- Work item: Return each record word for word, keeping none of its pictures.

- Input for this task:
· · · ·
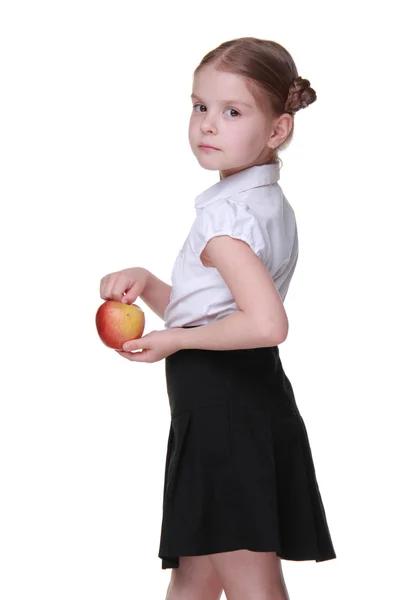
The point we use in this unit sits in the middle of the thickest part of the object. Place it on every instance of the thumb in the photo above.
(133, 345)
(133, 293)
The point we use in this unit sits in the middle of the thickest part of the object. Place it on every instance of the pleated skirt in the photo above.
(239, 471)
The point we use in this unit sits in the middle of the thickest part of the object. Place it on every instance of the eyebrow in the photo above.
(193, 96)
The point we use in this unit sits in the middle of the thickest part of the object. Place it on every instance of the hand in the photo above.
(155, 346)
(130, 282)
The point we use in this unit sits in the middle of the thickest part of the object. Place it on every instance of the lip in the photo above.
(207, 147)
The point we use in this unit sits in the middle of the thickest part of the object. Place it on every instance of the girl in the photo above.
(240, 490)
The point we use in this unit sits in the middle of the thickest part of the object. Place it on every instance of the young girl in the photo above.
(240, 490)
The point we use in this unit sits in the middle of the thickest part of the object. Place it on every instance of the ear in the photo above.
(280, 129)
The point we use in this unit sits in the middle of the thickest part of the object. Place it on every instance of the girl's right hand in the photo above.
(124, 286)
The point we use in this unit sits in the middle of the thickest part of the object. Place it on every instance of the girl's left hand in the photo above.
(155, 346)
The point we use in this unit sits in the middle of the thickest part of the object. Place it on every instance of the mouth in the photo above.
(206, 147)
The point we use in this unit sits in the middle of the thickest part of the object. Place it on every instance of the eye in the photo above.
(202, 106)
(233, 110)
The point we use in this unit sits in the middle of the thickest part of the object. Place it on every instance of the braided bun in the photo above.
(300, 95)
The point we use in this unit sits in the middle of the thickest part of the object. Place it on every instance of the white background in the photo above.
(97, 175)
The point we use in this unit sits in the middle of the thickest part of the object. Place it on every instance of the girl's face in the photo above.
(226, 116)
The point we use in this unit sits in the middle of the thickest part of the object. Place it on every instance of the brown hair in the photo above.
(271, 76)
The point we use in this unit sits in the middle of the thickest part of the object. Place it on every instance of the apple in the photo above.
(117, 323)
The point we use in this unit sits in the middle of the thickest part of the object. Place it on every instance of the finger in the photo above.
(133, 292)
(138, 344)
(135, 356)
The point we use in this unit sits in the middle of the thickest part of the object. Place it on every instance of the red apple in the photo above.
(117, 323)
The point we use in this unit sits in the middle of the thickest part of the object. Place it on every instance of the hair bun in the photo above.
(300, 95)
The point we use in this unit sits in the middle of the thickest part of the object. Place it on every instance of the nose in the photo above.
(208, 124)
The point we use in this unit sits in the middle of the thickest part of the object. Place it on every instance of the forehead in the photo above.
(221, 85)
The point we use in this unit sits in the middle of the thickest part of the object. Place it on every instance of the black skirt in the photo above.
(239, 471)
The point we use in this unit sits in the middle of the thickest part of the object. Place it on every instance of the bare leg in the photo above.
(247, 575)
(195, 579)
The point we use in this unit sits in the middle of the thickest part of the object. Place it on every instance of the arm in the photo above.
(156, 294)
(261, 319)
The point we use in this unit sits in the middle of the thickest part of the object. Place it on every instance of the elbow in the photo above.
(275, 333)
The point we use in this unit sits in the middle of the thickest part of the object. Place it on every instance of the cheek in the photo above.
(191, 131)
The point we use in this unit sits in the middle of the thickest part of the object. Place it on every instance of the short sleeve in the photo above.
(234, 219)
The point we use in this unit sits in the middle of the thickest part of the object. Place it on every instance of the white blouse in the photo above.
(249, 206)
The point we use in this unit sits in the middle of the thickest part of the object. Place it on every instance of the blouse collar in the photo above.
(247, 179)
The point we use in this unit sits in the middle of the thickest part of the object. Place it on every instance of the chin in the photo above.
(208, 164)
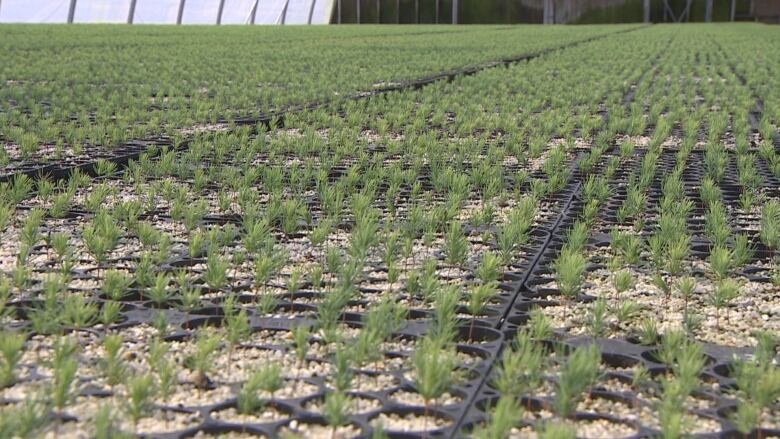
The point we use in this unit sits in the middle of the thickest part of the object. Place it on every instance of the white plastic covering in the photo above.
(156, 11)
(166, 11)
(102, 11)
(34, 11)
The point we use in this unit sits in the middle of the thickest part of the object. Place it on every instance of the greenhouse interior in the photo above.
(432, 219)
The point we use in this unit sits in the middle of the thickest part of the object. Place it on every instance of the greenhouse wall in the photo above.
(167, 11)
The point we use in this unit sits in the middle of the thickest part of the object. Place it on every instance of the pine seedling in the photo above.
(165, 368)
(116, 284)
(743, 250)
(113, 364)
(455, 245)
(725, 291)
(522, 367)
(596, 320)
(623, 281)
(202, 360)
(478, 301)
(686, 286)
(661, 284)
(159, 293)
(140, 391)
(342, 361)
(720, 262)
(433, 370)
(506, 415)
(216, 271)
(580, 371)
(248, 400)
(301, 343)
(540, 326)
(445, 318)
(11, 349)
(627, 310)
(336, 410)
(489, 269)
(78, 312)
(569, 271)
(64, 371)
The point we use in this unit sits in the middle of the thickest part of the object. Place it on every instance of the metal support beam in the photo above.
(549, 12)
(687, 11)
(253, 12)
(131, 12)
(454, 11)
(283, 16)
(180, 15)
(311, 11)
(219, 11)
(71, 11)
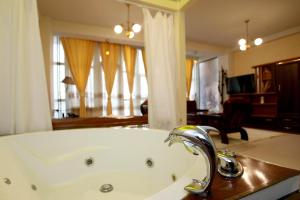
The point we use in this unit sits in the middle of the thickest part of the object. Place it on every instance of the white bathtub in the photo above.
(52, 165)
· · · ·
- Answer box:
The point we use in this unit sits in the middle of the thickest part of the object. Place it on every instance of the thumb in the photo above.
(133, 345)
(133, 293)
The point we use in this unit sits in the middle of the thickest part of the object. Place it on every instance of the pleated skirt in the photo above.
(239, 471)
The point we use in this unit sits in the middle of the thickest part of the object. Place it on every instance of the eyebrow in the photo above.
(193, 96)
The point we use in this unit sits in the middle of the thickest part of the object. Place it on every instance of the hand in the photo above.
(155, 346)
(130, 282)
The point we use in this unit sits in the middle of the thickest part of the object. Place it on every instance of the lip in the photo above.
(207, 147)
The point we use in this unit sits in the middle of the thickest part of the object. Place it on every instance of the girl in the photo above.
(240, 490)
The point we use in this unit sits in the middle of the thickest part of the object. Place it on every instance of the young girl in the photo above.
(240, 490)
The point we use in this unit sits in the middle of the thickest part of the object. Place it on every instance of the ear in the photo above.
(280, 129)
The point we use in this unit sits in the middle of the thickest part of the object. Place it on every instance of the girl's right hand in the photo above.
(124, 286)
The point we use in this unit sits in the middle of the thickest part of the object. Place it on every instance of the girl's left hand in the photo above.
(155, 346)
The point we use in this unit sits in the middle of the thickest part of the object. Place it on every instance of the mouth in the photo above.
(206, 147)
The point we use in this unit sits in the middle of the thickest part of the object. Place it on every instance of the eye in the photo above.
(202, 106)
(233, 110)
The point we use in this unit sits in the middle of the thickest part of the object. Place it on every instance of the braided bun in the photo above.
(300, 95)
The point we use in this unit sits in the middle of the thickest part of the object. Place it on every instance of the white background in the photo above.
(97, 175)
The point we use in this unit sits in the middle of the thickest part of the object. Place it on every instance of the girl's face in the photo above.
(226, 116)
The point we use in this unit sits in the middle of the thickest part of the object. Place it on every instance of the brown hair in the photo above.
(271, 76)
The point we use in this unit sits in the middle of the thickest part of the object. Place it on every instance of the apple in the photo above.
(117, 323)
The point we use in this unit sits in the middle of the thickest part of the object. Place it on every instance of the finger in the photo above.
(133, 292)
(138, 344)
(135, 356)
The point we use in this unit sits in the middle of the thickest part of the object. Place it on every instance of the red apple in the photo above.
(117, 323)
The point we use in this unit sits in the middle of the thickest part of the object. Place it on every instance of the hair bun in the photo above.
(300, 95)
The point we use in this unit sits in the middle of the thickest part of the object. Place it on every instance of the nose in the photo above.
(208, 124)
The point we use in this unit sits in the middle of the thickest part of the object. Place it on every instance of the forehead in the photo above.
(221, 85)
The point we use in this unit sits in the middle of the thickest part of the object. Place it on every instance of the black skirt in the photo above.
(239, 471)
The point we use in this unit sits in the middle of the thickest part of the object. Place it on every instance of the bare leg in the photo above.
(247, 575)
(195, 579)
The point we use in this unit sits in the middle of the thickest part of the object. Place it on every instance of the arm in the photo above.
(156, 294)
(261, 319)
The point we use in this unit sits in the middle of the thickest part of the object. Place it on every instance of the elbow in the photo above.
(275, 333)
The point we use in this unit sits in the middle of the thickest part of the object. Place it on every instance of the cheek in the photo above.
(191, 131)
The point we use in this unit sits in the middle of the thickest part of the object. Place it on every instance of the short sleeve in the photo above.
(234, 219)
The point we use in this unit sits in the middle of the thickest part of the object. Place it on every instance of the white blouse in the photo above.
(249, 206)
The point we use in this unit sits in the middle of the thickest part of the object. Place it on every instance of the blouse collar in the photo above.
(247, 179)
The point we use in this unit sits in the middle of the thickest part of the object. Place it on every instance of the chin in the photo above.
(208, 164)
The point we use in this unit sits in the middle of the thickest part of the object. Place it on every instance of the white plastic covering in the photo above.
(156, 11)
(166, 11)
(102, 11)
(34, 11)
The point we use in this unit sits in the middle of the thickest part of the object. Place it on every instance of the greenhouse interior in the photo above.
(432, 219)
The point we use in this unit sits in the middle of the thickest part of the object. Place it on every instance of the greenhouse wall in the photo above.
(167, 11)
The point we use in this unit sits in the middle of the thickest part of the object. Place it on every instance of the pine seedling in the photo above.
(165, 368)
(116, 284)
(743, 250)
(113, 364)
(455, 245)
(725, 291)
(522, 367)
(596, 320)
(623, 281)
(202, 360)
(478, 301)
(686, 286)
(661, 284)
(159, 293)
(140, 391)
(342, 361)
(720, 262)
(433, 370)
(506, 415)
(216, 271)
(580, 371)
(248, 400)
(301, 343)
(540, 326)
(445, 318)
(11, 349)
(627, 310)
(336, 410)
(489, 269)
(78, 312)
(569, 271)
(64, 371)
The point we use in this unit sits in the middle of the thickest part of the object. Place it on every instance of the metal support beam in the photo above.
(549, 12)
(687, 11)
(253, 12)
(131, 12)
(454, 11)
(283, 16)
(180, 15)
(311, 11)
(219, 11)
(71, 11)
The point we use in this unit sits in the middle of the thickest part of the object. Place it on every instance of the white bathtub in the photo above.
(52, 165)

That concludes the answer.